*节选段落:*
服务对象、培养目标、知识体系(学科)、能力结构及其关系是当下出版专业教育转型面临的较为关键的基本性问题,我们固然需要在操作层面上大胆实践尝试,但更需要在理论层面上小心求证,仔细厘清。出版专业教育转型问题单的清理及以此为关键词和求索路径或许可以接近本质,更有利于出版专业教育的发展和人才的培养。

出版专业教育;转型期;问题单;试清理

中国出版专业教育的发展深深受到中国社会和出版业转型的影响,笔者以“为什么要提出问题,如何提出问题,问题单及其结构”的方式对出版专业教育的框架作了简单的梳理。本文的结构基于对当下出版教育现状的一个基本认知:中国出版专业教育在历经起步、发展等历史阶段后,正处于转型期,面临难得的机遇和严肃的挑战。

认为机遇与挑战并存的同仁甚多,但细述其内涵,清理形成其机遇与挑战的深层结构的研究者似乎不多见。因而笔者认为,中国出版专业教育以目前的规模和水平,如果要有所突破和发展,首先要以一种学理的方式将其作为一个研究对象进行分析,而不是以工作研究方式一般地讨论。本文试图对以机遇和挑战为习语式代称的中国出版专业教育问题单及其内在结构作一清理。

一、出版专业教育的问题单

这里所说的出版专业教育是对以高校编辑出版学本科专业为核心的学历教育的统称。对其所作的考察或者说深层结构分析以以下的理论陈述为逻辑起点:中国社会转型深刻地影响了中国出版转型,中国出版转型又严正地要求出版教育转型。这一逻辑起点既提示了三个层次,第一是中国社会转型,其次是中国出版转型,再者即中国出版教育转型;这又表明了所探讨问题的复杂性。因为中国当今的社会转型是人类历史上少见的几种转型同步发生的巨大的社会变革。简单地说,中国要花二三十年的时间走完西方以几百年时间走完的社会进程,这是社会学界基本认同的。所以基于社会转型——出版转型——出版专业教育转型而产生的问题不是单维度、单层面的个别问题,而是一个多维度、多层面的系列问题单。问题中套了问题,需要高度认同其内在的复杂性。对此笔者个人无力解析其复杂性,希望借此提出问题与同仁一并探讨。

中国改革以“摸着石头过河”的形态渐进式推进,中国新时期近30年的出版专业教育也可作如是观。历史难以指示未来的路径,理性地清理历史问题有助于对未来路径的辨析与选择。未来是不确定的,转型社会的最大特点就是不确定性。既然未来是不确定的,充满了很多变数,那么我们能够把握的就是历史。更直观地触摸历史,也许可以帮助我们辨析未来。

(点标注数据集节选)
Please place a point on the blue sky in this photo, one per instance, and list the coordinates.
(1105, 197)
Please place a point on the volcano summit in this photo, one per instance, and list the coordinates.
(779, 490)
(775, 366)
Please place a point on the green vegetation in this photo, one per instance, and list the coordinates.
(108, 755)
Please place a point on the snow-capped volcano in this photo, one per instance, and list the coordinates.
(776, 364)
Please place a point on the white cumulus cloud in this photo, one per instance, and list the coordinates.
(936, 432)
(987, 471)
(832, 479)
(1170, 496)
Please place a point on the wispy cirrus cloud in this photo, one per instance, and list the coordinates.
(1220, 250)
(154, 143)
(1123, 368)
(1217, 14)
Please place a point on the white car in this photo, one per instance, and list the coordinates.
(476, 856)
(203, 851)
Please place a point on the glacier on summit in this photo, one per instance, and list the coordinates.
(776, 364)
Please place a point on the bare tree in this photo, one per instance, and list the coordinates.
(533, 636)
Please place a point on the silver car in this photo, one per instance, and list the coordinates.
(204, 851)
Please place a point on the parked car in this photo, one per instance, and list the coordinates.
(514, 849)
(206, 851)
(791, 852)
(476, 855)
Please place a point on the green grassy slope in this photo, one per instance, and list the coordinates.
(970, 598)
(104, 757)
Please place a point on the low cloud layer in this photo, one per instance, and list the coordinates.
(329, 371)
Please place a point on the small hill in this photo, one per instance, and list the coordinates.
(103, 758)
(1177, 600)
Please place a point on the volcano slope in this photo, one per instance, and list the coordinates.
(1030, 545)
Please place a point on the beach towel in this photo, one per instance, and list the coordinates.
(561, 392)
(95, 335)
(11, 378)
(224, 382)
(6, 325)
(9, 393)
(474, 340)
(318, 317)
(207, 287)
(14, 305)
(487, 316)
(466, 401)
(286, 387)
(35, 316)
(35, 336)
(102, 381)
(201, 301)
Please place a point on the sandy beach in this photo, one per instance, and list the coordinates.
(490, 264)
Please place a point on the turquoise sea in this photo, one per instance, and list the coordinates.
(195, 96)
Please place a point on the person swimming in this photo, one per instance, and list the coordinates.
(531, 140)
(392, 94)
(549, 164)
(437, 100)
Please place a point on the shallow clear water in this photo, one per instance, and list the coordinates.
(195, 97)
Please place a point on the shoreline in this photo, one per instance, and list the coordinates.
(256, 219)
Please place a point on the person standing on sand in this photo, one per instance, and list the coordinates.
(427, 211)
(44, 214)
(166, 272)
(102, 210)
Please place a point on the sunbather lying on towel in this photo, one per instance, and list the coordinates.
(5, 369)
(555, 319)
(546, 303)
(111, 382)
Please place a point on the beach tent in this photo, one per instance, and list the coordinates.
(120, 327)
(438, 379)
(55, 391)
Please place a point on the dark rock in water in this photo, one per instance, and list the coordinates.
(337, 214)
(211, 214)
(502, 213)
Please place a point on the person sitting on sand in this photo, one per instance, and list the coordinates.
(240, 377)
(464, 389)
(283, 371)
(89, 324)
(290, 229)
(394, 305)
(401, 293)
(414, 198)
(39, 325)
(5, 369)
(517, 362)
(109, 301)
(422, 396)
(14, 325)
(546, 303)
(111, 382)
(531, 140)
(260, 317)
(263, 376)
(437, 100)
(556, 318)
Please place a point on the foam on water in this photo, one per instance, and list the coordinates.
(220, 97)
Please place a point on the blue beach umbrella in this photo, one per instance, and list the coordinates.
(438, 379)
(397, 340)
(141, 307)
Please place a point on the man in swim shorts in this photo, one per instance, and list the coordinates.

*任务清单:*
(1) 把节选段落里的“未来是不确定的,转型社会的最大特点就是不确定性。”这句话翻译成英文。
(2) 按照节选段落的说法,这里所说的出版专业教育指的是什么?
(3) 请把节选段落中从“服务对象、培养目标、知识体系”开始、到“借此提出问题与同仁一并探讨。”结束的这部分原样抄下来。

*参考答案:*
(1) The future is uncertain, and the greatest characteristic of a society in transition is uncertainty.

(2) 是对以高校编辑出版学本科专业为核心的学历教育的统称。

(3)
服务对象、培养目标、知识体系(学科)、能力结构及其关系是当下出版专业教育转型面临的较为关键的基本性问题,我们固然需要在操作层面上大胆实践尝试,但更需要在理论层面上小心求证,仔细厘清。出版专业教育转型问题单的清理及以此为关键词和求索路径或许可以接近本质,更有利于出版专业教育的发展和人才的培养。

出版专业教育;转型期;问题单;试清理

中国出版专业教育的发展深深受到中国社会和出版业转型的影响,笔者以“为什么要提出问题,如何提出问题,问题单及其结构”的方式对出版专业教育的框架作了简单的梳理。本文的结构基于对当下出版教育现状的一个基本认知:中国出版专业教育在历经起步、发展等历史阶段后,正处于转型期,面临难得的机遇和严肃的挑战。

认为机遇与挑战并存的同仁甚多,但细述其内涵,清理形成其机遇与挑战的深层结构的研究者似乎不多见。因而笔者认为,中国出版专业教育以目前的规模和水平,如果要有所突破和发展,首先要以一种学理的方式将其作为一个研究对象进行分析,而不是以工作研究方式一般地讨论。本文试图对以机遇和挑战为习语式代称的中国出版专业教育问题单及其内在结构作一清理。

一、出版专业教育的问题单

这里所说的出版专业教育是对以高校编辑出版学本科专业为核心的学历教育的统称。对其所作的考察或者说深层结构分析以以下的理论陈述为逻辑起点:中国社会转型深刻地影响了中国出版转型,中国出版转型又严正地要求出版教育转型。这一逻辑起点既提示了三个层次,第一是中国社会转型,其次是中国出版转型,再者即中国出版教育转型;这又表明了所探讨问题的复杂性。因为中国当今的社会转型是人类历史上少见的几种转型同步发生的巨大的社会变革。简单地说,中国要花二三十年的时间走完西方以几百年时间走完的社会进程,这是社会学界基本认同的。所以基于社会转型——出版转型——出版专业教育转型而产生的问题不是单维度、单层面的个别问题,而是一个多维度、多层面的系列问题单。问题中套了问题,需要高度认同其内在的复杂性。对此笔者个人无力解析其复杂性,希望借此提出问题与同仁一并探讨。